Bevis of Hampton (Beuve(s) or Bueve or Beavis de Hanton(n)e; Anglo-Norman: Boeve de Haumtone; Buovo d'Antona) or Sir Bevois was a legendary English hero and the subject of Anglo-Norman, Dutch, French, English, Venetian, and other medieval metrical chivalric romances that bear his name. The tale also exists in medieval prose, with translations to Romanian, Russian, Dutch, Irish, Welsh, Old Norse and Yiddish.

==Legend==

Sir Bevis of Hampton (c. 1324) is a Middle English romance. It contains many themes common to that genre: a hero whose exploits take him from callow youth to hard-won maturity, ending with a serene and almost sanctified death. Supporting him are a resourceful, appealing heroine and faithful servants set against dynastic intrigue, and a parade of interesting villains, both foreign and domestic. The plot has a geographical sweep that moves back and forth from England to the Near East and through most of western Europe, replete with battles against dragons, giants and other mythical creatures. Forced marriages, episodes of domestic violence, a myriad of disguises and mistaken identities, harsh imprisonments with dramatic escapes, harrowing rescues, and violent urban warfare fill out the protagonist's experiences. Last but not least, he has a horse of such valor that the horse's death at the end of the poem is at least as tragic as that of the heroine, and almost as tragic as that of Bevis himself. Not surprisingly though, this much variety makes the poem a difficult one to characterize with any degree of certainty, and several other factors make it a poem that is perhaps easier to enjoy than to evaluate accurately.

The data:
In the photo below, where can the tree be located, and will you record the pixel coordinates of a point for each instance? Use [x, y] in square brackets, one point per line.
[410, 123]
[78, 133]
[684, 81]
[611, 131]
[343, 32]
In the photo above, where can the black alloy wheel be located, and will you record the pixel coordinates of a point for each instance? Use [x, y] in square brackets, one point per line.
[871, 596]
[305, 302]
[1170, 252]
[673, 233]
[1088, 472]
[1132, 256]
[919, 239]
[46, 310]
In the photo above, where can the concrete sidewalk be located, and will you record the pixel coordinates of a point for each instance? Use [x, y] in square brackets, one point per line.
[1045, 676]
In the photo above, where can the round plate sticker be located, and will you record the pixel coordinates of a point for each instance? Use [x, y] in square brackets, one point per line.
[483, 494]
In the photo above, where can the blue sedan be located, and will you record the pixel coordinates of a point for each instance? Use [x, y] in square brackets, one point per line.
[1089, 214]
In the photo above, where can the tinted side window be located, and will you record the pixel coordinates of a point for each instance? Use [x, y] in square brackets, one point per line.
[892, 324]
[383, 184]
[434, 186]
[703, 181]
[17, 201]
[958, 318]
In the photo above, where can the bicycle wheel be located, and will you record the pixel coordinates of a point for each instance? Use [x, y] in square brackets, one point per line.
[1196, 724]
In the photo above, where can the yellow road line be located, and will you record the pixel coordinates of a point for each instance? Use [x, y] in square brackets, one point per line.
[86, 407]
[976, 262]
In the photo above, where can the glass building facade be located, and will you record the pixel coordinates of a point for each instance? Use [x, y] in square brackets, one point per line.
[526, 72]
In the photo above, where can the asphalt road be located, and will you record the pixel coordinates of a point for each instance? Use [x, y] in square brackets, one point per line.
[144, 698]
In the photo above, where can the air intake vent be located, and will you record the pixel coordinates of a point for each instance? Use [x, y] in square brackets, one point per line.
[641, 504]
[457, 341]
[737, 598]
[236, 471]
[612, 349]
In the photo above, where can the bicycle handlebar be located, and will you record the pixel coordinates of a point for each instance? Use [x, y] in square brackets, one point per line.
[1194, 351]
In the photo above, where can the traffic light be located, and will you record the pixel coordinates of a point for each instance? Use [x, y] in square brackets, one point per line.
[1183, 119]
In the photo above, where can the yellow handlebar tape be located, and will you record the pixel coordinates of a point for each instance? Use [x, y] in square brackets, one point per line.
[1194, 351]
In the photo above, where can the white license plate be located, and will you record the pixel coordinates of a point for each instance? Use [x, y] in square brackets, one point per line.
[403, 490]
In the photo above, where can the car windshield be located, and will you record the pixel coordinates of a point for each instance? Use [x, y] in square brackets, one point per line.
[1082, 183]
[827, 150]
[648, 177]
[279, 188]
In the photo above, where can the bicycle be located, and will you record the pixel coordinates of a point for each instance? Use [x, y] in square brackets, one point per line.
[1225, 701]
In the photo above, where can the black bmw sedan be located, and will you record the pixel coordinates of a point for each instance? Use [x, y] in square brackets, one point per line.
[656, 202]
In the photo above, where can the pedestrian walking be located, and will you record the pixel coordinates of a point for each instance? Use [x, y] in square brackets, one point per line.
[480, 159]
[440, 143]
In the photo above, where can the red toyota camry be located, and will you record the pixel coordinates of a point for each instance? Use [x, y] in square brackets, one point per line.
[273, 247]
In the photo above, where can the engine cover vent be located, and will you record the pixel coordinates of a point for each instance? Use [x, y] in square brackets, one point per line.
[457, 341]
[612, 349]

Work item: Write out the entire passage on Bevis of Hampton word for word. The data is separate material and has no connection to the passage on Bevis of Hampton.

Final answer:
Bevis of Hampton (Beuve(s) or Bueve or Beavis de Hanton(n)e; Anglo-Norman: Boeve de Haumtone; Buovo d'Antona) or Sir Bevois was a legendary English hero and the subject of Anglo-Norman, Dutch, French, English, Venetian, and other medieval metrical chivalric romances that bear his name. The tale also exists in medieval prose, with translations to Romanian, Russian, Dutch, Irish, Welsh, Old Norse and Yiddish.

==Legend==

Sir Bevis of Hampton (c. 1324) is a Middle English romance. It contains many themes common to that genre: a hero whose exploits take him from callow youth to hard-won maturity, ending with a serene and almost sanctified death. Supporting him are a resourceful, appealing heroine and faithful servants set against dynastic intrigue, and a parade of interesting villains, both foreign and domestic. The plot has a geographical sweep that moves back and forth from England to the Near East and through most of western Europe, replete with battles against dragons, giants and other mythical creatures. Forced marriages, episodes of domestic violence, a myriad of disguises and mistaken identities, harsh imprisonments with dramatic escapes, harrowing rescues, and violent urban warfare fill out the protagonist's experiences. Last but not least, he has a horse of such valor that the horse's death at the end of the poem is at least as tragic as that of the heroine, and almost as tragic as that of Bevis himself. Not surprisingly though, this much variety makes the poem a difficult one to characterize with any degree of certainty, and several other factors make it a poem that is perhaps easier to enjoy than to evaluate accurately.